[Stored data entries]
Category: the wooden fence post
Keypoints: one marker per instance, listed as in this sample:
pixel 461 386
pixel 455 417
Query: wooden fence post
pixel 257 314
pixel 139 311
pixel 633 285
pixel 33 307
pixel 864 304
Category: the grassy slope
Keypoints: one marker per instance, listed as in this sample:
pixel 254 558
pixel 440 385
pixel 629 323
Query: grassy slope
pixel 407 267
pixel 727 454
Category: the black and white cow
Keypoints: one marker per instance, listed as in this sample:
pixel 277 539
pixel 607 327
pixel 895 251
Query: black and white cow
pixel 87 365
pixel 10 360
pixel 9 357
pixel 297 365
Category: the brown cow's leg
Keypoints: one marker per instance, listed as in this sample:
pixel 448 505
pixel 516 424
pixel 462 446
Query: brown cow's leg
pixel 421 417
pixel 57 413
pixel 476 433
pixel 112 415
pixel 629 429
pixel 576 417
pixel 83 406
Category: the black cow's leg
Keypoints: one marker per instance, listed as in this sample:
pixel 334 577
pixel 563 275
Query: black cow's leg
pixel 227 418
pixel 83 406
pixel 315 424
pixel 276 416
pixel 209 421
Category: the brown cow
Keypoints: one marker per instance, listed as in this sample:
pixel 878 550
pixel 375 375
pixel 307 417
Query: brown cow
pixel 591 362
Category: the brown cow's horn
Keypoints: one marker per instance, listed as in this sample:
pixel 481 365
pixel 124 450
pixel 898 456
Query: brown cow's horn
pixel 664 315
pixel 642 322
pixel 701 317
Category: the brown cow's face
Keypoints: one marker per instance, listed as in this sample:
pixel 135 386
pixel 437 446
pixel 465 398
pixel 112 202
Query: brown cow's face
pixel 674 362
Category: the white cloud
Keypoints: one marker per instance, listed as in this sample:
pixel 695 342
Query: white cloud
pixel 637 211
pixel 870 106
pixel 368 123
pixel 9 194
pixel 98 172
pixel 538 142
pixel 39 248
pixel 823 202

__Activity__
Return every line from the entries that holds the string "Category".

__Your response__
Category: the wooden fence post
Category: the grassy slope
Category: the black and white cow
Category: the brown cow's leg
Category: the black cow's leg
Category: the brown cow
Category: the brown cow's horn
Category: the brown cow's face
Category: the white cloud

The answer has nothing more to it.